- [WHAT IS EXPECTED] Reproduce every line of the entries below word for word, leaving out the pictures.

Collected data
* Start *

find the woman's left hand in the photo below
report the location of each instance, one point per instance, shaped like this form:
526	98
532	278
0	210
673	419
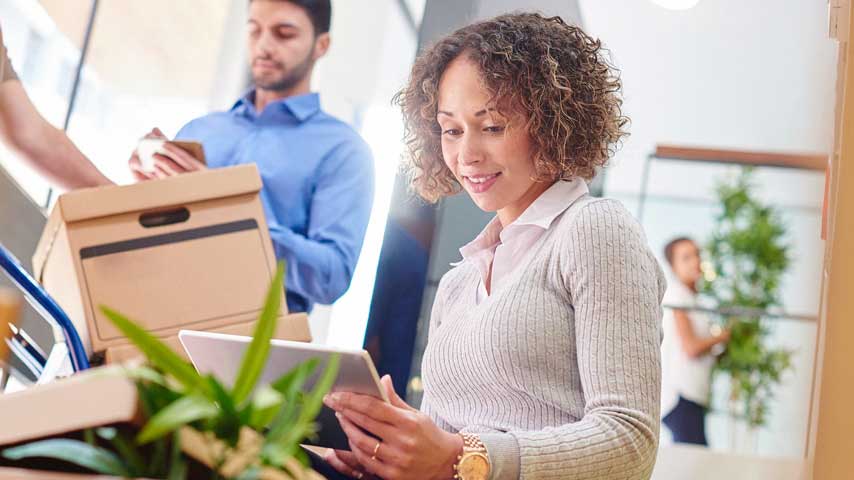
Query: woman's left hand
408	443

* End *

- [EXERCISE OUTPUT]
find the woman's left hand in the photo below
report the location of each instance, one point per instance, shaped like this form:
526	98
532	278
0	210
673	419
Query: woman's left hand
408	443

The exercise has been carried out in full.